EXCERPT:
⟨

Crane Trust Bison Herd Status and Future Plans

Currently we have 57 bison at the Crane Trust and plan on building the herd to near 80 over the next couple of years. This allows us to ease into our carrying capacity without inadvertently having negative impacts to the prairie ecosystem as we monitor their impacts upon our prairies.

dsc_6471Over the last year, our staff has analyzed social behaviors and hierarchy of our herd to gain a better understanding of how different animals interact with and affect the herd dynamics, as well as how the herd functions and behaves as a group. We have also monitored vegetation, avian, and small mammal responses to grazing that will be used to help us better understand the effects of management decisions and plan for the future. This past fall we have completed management actions which included specific burned and hayed areas throughout the bison prairies and plan to monitor the prairies responses. We will continue to collect data and analyze the responses of our land management practices to increase our knowledge of and better understand the effects of bison upon our riverine tallgrass prairie and wet meadow complex.

Other research includes genetic analysis to determine purity and diversity of the Crane Trust bison herd. On October 11th, in cooperation with Dr. Clayton Kelling and staff from the University of Nebraska, we successfully collected blood samples from our bison herd for genetic testing. All blood samples will be sent to Texas A&M University for analysis. Previous analysis of the Crane Trust bison herd have shown our bison to be very diverse when compared to 8 core herds established by the U.S. federal government (National Park Service and Fish and Wildlife Service) to assess levels and sources of genetic diversity. As we look to the future, we plan to introduce new bison to the Crane Trust with lineages from missing core herds to promote bison genetic diversity for the benefit of the species.

⟩

TO DO:
1. Reproduce word for word the stretch of the Crane Trust bison text from "Currently we have" through "upon our prairies.".
2. According to the Crane Trust bison text, where will the blood samples be sent for analysis?
3. For each statement, decide whether the Crane Trust bison text supports it, and quote the words that settle it. (a) The Crane Trust currently has 80 bison. (b) Blood samples were collected from the herd on October 11th. (c) Earlier analysis found the herd very diverse compared with 8 core herds set up by the U.S. federal government.

DATA RECORDS:
⟨

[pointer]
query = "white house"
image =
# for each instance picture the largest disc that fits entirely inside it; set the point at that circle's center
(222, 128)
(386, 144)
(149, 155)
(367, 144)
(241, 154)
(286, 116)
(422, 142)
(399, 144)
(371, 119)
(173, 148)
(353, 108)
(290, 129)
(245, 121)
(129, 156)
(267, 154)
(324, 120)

⟩

RESULTS OF THE TASKS:
1.
Currently we have 57 bison at the Crane Trust and plan on building the herd to near 80 over the next couple of years. This allows us to ease into our carrying capacity without inadvertently having negative impacts to the prairie ecosystem as we monitor their impacts upon our prairies.

2. To Texas A&M University.

3.
(a) No: "Currently we have 57 bison at the Crane Trust and plan on building the herd to near 80 over the next couple of years."
(b) Yes: "On October 11th, in cooperation with Dr. Clayton Kelling and staff from the University of Nebraska, we successfully collected blood samples from our bison herd for genetic testing."
(c) Yes: "Previous analysis of the Crane Trust bison herd have shown our bison to be very diverse when compared to 8 core herds established by the U.S. federal government"